Task goal —
Put every line of the records below into a Markdown table with two columns, No. and Text, numbering each row and skipping blank lines. Leave the pictures out of the table.

Exercise inputs —
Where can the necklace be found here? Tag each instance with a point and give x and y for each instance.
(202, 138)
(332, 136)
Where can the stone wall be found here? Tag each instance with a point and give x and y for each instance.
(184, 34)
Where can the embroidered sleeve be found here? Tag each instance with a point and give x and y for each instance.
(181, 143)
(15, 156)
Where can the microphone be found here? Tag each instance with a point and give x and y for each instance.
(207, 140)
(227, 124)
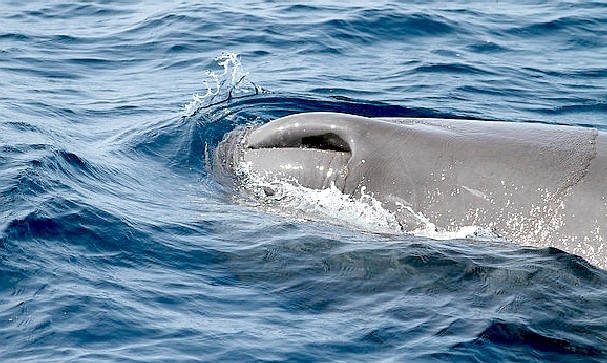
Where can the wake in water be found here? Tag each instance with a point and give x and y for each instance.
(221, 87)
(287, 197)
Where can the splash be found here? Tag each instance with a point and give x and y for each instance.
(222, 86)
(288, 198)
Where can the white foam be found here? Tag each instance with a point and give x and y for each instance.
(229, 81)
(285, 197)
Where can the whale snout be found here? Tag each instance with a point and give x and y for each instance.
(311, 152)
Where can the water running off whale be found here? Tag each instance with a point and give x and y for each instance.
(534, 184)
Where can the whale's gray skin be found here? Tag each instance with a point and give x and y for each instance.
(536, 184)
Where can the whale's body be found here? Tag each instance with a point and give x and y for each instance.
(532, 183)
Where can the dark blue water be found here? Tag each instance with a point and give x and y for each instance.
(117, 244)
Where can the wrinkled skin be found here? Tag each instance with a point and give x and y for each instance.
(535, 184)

Response —
| No. | Text |
|---|---|
| 1 | Where can the necklace be found here? Tag each instance with a point and give x and y for each instance. |
| 2 | (202, 138) |
| 3 | (332, 136) |
| 4 | Where can the stone wall be found here? Tag each instance with a point and give x and y for each instance. |
| 5 | (184, 34) |
| 6 | Where can the embroidered sleeve be found here? Tag each instance with a point and give x and y for each instance. |
| 7 | (181, 143) |
| 8 | (15, 156) |
| 9 | Where can the microphone be found here? Tag each instance with a point and give x and y for each instance. |
| 10 | (207, 140) |
| 11 | (227, 124) |
| 12 | Where can the wake in water be found here? Tag each instance with a point and give x and y for each instance. |
| 13 | (221, 87) |
| 14 | (287, 197) |
| 15 | Where can the splash be found here? Tag each instance with a point and give x and y for each instance. |
| 16 | (222, 86) |
| 17 | (288, 198) |
| 18 | Where can the white foam be found here? Tag each instance with a point and give x and y for each instance. |
| 19 | (229, 81) |
| 20 | (285, 197) |
| 21 | Where can the whale snout be found here? Tag each instance with a point and give x and y for each instance. |
| 22 | (311, 152) |
| 23 | Where can the water running off whale be found here? Tag each instance with a point and give x and y for each instance. |
| 24 | (534, 184) |
| 25 | Where can the whale's gray skin be found here? Tag each instance with a point and give x and y for each instance. |
| 26 | (536, 184) |
| 27 | Where can the whale's body be found here? Tag each instance with a point and give x and y for each instance. |
| 28 | (532, 183) |
| 29 | Where can the dark blue water be found here? Tag each instance with a point and give x and y for each instance. |
| 30 | (117, 244) |
| 31 | Where can the wrinkled skin be found here? Tag each instance with a point and give x and y for each instance. |
| 32 | (535, 184) |